** START **
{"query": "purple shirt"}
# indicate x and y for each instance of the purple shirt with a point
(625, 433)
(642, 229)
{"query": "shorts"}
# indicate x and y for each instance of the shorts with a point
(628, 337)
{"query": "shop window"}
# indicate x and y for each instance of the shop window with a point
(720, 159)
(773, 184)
** END **
** START **
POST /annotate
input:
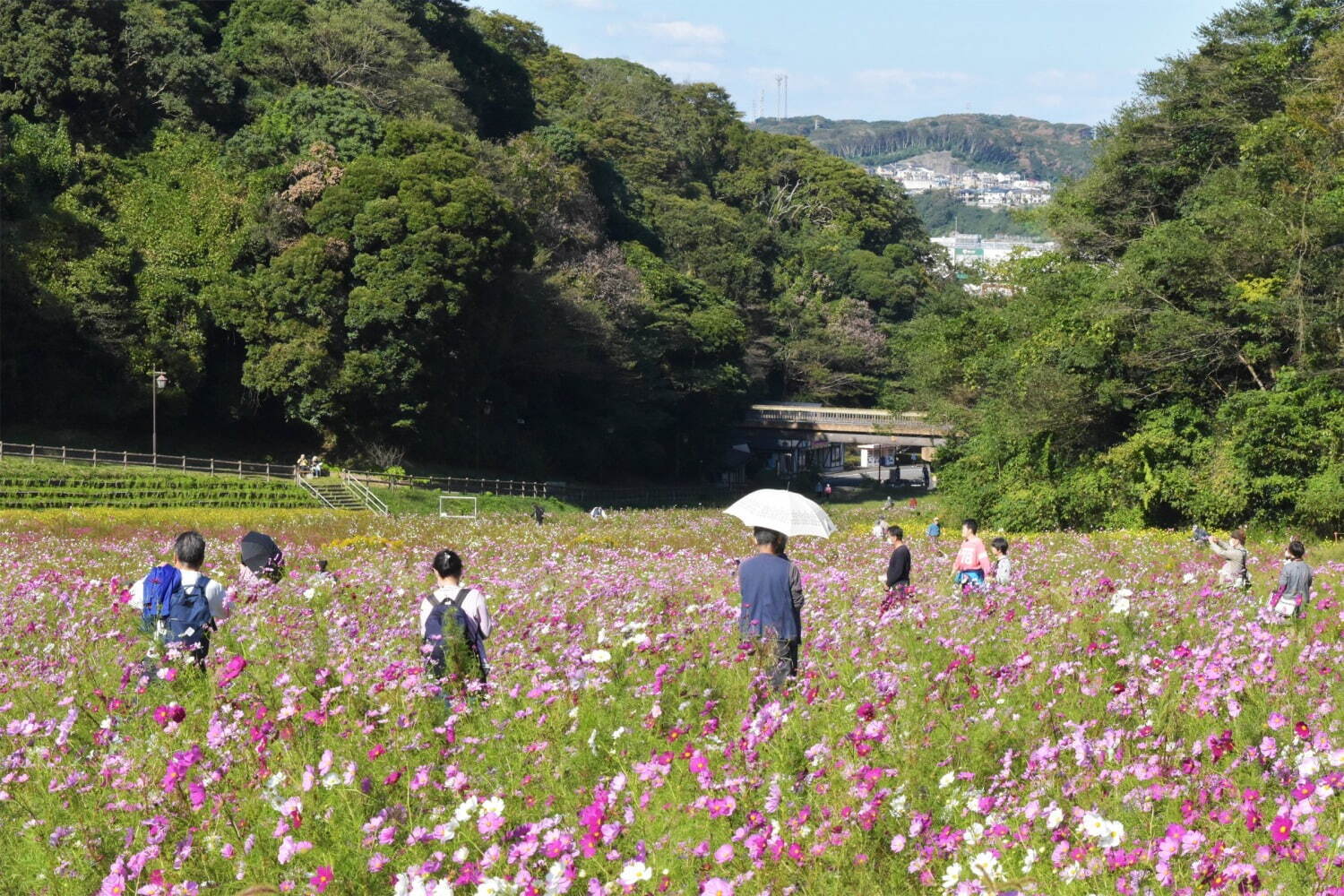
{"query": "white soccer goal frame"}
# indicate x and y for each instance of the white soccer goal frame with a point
** END **
▶ THE TASK: Locate each line in the material above that contains the word "shorts", and copy those lines out in full.

▶ RESPONSE BELOW:
{"query": "shorts"}
# indicate x and y for each instance of the shorts with a point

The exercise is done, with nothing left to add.